R&D pipeline for: Generalised interrelations among mutation rates drive the genomic compliance of Chargaff’s second parity rule.
Chargaff’s second parity rule (PR-2), where the complementary base (and k-mer) contents are matching within the same strand of a double stranded DNA (dsDNA), is a phenomenon that invited many elaborations for its explanation. The strict compliance of nearly all nuclear dsDNA genomes to PR-2 implies that the explanation should also be similarly strict and constraining. In this work, we revisited the possibility of mutation rates being the drivers behind PR-2. Starting from the assumption-free approach, we constructed a set of kinetic equations for unconstrained simulations. The results were analysed in terms of their PR-2 compliance by employing symbolic regression and machine learning techniques. [Nucleic Acids Research]
Download the source code from the GitHub repository. You can also do that via a Linux/Unix/OSX command line, given that git is installed, by typing the following:
git clone https://github.com/SahakyanLab/GenomicPR2Simulations
- tidyverse >= 1.3.2 (for dplyr, tidyr, ggplot2, stringr)
- gridExtra >= 2.3
- deSolve >= 1.30
- foreach >= 1.5.1
- doParallel >= 1.0.16
- doRNG >= 1.8.2
- truncnorm >= 1.0-8
- caret >= 6.0-90
- MLeval >= 0.3
- Biostrings >= 2.58.0 (required for processing raw data, but processed versions already deposited here.)

• Dataset entries
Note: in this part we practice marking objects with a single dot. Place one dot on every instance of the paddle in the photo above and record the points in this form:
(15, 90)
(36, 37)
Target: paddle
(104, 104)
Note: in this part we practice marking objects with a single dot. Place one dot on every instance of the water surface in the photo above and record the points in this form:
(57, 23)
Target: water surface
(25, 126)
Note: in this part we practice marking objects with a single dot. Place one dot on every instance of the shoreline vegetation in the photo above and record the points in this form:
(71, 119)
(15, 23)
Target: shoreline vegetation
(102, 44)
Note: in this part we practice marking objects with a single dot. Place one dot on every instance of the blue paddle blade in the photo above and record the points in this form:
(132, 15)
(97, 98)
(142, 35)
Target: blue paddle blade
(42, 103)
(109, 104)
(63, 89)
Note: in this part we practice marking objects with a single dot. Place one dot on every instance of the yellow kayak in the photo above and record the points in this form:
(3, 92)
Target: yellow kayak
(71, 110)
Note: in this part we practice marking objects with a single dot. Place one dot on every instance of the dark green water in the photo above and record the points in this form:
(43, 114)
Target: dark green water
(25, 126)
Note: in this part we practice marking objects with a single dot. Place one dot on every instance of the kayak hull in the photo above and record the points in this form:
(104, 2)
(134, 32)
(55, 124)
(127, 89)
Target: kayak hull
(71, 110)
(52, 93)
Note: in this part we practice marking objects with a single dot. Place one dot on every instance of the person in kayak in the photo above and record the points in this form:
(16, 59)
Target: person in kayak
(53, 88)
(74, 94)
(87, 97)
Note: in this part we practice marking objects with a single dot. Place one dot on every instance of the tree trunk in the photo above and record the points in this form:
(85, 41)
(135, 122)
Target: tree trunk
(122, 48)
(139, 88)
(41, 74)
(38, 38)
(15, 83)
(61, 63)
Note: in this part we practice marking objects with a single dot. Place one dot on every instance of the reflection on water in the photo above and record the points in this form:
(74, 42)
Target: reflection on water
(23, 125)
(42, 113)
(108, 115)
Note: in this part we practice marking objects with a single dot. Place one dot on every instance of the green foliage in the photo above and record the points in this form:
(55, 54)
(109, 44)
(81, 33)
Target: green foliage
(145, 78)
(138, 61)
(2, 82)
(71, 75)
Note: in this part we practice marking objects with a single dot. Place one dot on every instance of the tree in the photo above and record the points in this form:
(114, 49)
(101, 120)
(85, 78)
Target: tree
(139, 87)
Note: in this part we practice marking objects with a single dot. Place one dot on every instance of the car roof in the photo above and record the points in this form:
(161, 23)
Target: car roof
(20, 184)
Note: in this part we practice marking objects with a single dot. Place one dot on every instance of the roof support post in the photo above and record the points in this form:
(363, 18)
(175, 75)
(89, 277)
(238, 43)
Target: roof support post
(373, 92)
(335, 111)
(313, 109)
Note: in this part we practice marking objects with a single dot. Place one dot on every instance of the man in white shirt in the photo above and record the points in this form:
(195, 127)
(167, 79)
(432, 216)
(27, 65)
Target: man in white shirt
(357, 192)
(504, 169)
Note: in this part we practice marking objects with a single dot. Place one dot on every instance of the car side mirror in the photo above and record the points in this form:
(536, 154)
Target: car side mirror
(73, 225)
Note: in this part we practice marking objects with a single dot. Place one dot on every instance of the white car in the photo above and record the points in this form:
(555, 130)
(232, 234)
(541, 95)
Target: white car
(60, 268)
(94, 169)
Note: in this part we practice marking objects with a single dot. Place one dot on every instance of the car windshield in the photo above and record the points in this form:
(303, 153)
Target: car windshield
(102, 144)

• EXERCISE PROMPT
For each statement below, say yes or no to whether it agrees with the project description above, and quote the words of the description that decide it. (a) The simulations were built from a set of kinetic equations. (b) Biostrings is needed even though processed data are already provided. (c) The listed minimum version of deSolve is 1.30.

• THE ANSWER
(a) Yes: "we constructed a set of kinetic equations for unconstrained simulations."
(b) No: "required for processing raw data, but processed versions already deposited here."
(c) Yes: "deSolve >= 1.30"